■ Extracto del documento ■
========================================

Muy distinto a mis recuerdos infantiles cuando acompañaba a mis padres al cementerio a poner flores y a adecentar la lápida de mis abuelos según se acercaba el Día de Todos los Santos. No me traumaticé por ello, no, pero entiendo que los jovencitos de hoy prefieran el jolgorio al drama. No es lo mismo ver a tus padres lógicamente cariacontecidos que contemplar cómo tu madre muta en enfermera zombi y tu padre en el hijo de Frankestein.

Así que, dándolo todo una vez más, preparamos la fiesta de Halloween a conciencia con un menú de lo más suculento: magdalenas envenenadas, jugos gástricos, meado de camello, agua de alcantarilla, vómito de calabaza, bastoncillos usados con cera de oídos, tiritas infectadas, sangre en jeringuillas, mini momias y gusanos de muerto, entre otras delicatessen que abren de por sí el apetito.

========================================

■ Datos de origen ■
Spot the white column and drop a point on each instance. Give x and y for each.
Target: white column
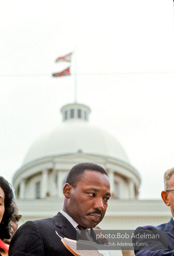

========================================

■ Objetivo de la tarea ■
Convierte en una lista breve el párrafo del extracto sobre Halloween que empieza con «Así que, dándolo todo una vez más». Mantén sus datos principales.

■ Solución ■
Preparativos para la fiesta de Halloween, hecha a conciencia:
- Magdalenas envenenadas
- Jugos gástricos
- Meado de camello
- Agua de alcantarilla
- Vómito de calabaza
- Bastoncillos usados con cera de oídos
- Tiritas infectadas
- Sangre en jeringuillas
- Mini momias
- Gusanos de muerto
- Otras delicatessen